====== Exercise inputs
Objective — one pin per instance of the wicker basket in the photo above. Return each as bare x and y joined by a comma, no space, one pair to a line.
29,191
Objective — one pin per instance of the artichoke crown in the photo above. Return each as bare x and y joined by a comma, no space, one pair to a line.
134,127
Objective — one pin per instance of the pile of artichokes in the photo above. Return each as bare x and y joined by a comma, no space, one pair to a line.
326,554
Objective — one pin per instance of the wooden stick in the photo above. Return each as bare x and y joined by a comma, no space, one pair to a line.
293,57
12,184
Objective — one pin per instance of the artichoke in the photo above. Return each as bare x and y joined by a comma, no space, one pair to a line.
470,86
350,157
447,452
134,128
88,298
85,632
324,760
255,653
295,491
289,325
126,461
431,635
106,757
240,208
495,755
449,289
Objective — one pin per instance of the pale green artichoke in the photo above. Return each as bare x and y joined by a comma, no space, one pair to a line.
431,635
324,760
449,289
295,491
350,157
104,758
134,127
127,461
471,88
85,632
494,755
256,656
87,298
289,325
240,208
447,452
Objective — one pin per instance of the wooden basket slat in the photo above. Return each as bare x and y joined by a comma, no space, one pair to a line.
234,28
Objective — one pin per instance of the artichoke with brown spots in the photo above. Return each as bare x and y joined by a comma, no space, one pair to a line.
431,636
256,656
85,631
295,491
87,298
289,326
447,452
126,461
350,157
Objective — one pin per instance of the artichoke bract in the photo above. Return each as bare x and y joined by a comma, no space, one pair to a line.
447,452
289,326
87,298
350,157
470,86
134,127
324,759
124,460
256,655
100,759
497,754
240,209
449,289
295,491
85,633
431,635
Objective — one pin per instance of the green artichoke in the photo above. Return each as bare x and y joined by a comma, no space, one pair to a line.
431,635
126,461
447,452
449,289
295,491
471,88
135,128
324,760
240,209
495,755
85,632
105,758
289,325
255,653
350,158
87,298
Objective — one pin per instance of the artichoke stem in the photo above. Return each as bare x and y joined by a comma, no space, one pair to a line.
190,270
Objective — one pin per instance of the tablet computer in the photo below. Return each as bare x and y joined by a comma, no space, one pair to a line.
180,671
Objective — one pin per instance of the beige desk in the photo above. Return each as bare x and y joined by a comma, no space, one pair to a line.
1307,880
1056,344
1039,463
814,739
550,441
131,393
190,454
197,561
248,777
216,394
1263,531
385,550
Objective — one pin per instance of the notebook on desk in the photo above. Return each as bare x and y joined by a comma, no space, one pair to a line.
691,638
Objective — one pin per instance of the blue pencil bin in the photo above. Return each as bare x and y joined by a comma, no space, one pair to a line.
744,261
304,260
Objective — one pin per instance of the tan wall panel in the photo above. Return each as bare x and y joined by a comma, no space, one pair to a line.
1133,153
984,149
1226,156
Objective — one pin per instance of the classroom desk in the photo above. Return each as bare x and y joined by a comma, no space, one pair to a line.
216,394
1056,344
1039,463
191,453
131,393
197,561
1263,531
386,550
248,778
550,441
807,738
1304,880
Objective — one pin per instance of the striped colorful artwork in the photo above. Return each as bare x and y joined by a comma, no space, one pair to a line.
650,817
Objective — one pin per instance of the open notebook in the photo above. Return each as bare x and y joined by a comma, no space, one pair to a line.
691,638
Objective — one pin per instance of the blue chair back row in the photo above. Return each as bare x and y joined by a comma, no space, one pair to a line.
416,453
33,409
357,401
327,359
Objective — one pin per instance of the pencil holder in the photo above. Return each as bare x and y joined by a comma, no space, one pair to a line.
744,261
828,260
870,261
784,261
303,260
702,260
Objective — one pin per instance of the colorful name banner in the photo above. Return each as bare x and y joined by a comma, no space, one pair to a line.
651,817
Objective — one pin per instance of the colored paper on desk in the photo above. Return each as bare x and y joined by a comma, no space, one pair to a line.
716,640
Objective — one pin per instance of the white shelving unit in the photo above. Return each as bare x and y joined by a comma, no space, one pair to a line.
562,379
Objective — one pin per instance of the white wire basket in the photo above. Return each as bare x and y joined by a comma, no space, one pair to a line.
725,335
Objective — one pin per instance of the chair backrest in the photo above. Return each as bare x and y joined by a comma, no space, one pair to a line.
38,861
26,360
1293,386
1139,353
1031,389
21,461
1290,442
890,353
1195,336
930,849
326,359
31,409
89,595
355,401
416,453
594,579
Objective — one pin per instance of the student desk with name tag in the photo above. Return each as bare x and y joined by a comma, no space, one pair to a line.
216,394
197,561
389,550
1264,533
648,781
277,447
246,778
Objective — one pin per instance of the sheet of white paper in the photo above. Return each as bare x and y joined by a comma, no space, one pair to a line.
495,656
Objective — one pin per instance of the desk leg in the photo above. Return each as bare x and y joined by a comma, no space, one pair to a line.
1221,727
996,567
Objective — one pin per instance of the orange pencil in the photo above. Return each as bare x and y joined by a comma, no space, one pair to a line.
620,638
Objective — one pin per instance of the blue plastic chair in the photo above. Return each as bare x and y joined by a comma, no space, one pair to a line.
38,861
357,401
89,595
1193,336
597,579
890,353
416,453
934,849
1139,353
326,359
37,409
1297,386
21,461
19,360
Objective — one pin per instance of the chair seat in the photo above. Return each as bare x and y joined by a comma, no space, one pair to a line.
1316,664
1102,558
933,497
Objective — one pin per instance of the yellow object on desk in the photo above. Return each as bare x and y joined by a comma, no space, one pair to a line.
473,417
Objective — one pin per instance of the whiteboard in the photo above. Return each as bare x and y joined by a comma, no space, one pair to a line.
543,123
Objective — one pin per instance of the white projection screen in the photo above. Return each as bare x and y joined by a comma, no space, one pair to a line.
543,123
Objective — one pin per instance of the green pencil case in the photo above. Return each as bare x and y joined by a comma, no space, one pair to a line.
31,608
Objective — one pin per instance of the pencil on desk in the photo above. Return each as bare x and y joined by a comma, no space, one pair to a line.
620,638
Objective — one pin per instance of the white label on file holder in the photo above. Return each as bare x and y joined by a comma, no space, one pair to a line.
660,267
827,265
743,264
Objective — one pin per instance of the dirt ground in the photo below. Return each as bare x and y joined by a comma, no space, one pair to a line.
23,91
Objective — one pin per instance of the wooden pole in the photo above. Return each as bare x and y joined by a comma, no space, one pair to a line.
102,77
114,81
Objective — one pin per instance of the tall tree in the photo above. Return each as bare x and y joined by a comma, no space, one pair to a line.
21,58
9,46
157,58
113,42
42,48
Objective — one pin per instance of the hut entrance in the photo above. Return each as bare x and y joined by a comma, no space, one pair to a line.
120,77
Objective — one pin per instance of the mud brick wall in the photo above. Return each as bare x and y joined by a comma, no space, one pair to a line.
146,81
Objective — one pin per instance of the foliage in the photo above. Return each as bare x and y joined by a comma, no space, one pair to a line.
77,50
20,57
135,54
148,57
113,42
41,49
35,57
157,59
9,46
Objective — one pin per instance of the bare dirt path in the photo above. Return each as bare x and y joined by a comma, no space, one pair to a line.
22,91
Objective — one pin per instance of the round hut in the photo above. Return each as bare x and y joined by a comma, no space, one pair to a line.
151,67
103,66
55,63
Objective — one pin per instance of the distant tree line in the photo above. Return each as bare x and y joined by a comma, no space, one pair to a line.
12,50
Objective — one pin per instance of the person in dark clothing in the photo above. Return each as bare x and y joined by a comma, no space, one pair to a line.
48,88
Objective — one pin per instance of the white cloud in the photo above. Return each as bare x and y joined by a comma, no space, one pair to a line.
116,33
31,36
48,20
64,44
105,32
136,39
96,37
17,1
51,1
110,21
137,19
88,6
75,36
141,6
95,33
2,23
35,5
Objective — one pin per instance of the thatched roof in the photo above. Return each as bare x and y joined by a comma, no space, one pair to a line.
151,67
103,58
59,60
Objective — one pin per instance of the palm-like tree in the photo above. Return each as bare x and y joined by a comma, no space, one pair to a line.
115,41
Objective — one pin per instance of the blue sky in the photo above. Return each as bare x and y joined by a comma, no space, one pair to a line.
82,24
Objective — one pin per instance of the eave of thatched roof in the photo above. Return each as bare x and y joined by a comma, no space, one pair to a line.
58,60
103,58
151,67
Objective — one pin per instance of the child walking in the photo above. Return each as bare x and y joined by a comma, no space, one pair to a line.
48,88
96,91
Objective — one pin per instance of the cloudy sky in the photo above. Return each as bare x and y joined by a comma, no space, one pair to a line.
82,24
============
What is expected:
Return, word for word, everything in the material from the line containing "Objective — one pin per instance of the palm-like" down to the very end, with that first line included.

Solved exercise:
Objective — one pin per instance of the palm-like tree in the photo above. Return each as bare x and y joined by a comma, no space, one pair to a line.
115,41
Objective — one pin per instance of the blue sky in the photo above. Return each as bare x and y joined by a comma, no space, one pair to a line.
82,24
Objective — one pin per instance of the eave of thatched roof in the photo above. Return each as bare x and y joined by a comma, no space, one pair to a line.
58,60
103,58
151,67
Objective — one pin per instance of the child walking in the photo above. Return each as bare x and y joined by a comma, no space, one pair to a line.
48,88
96,91
Objective — one pin per instance of the cloudy sky in the photo above. Return each as bare x and y joined by a comma, no space, one pair to a line.
82,24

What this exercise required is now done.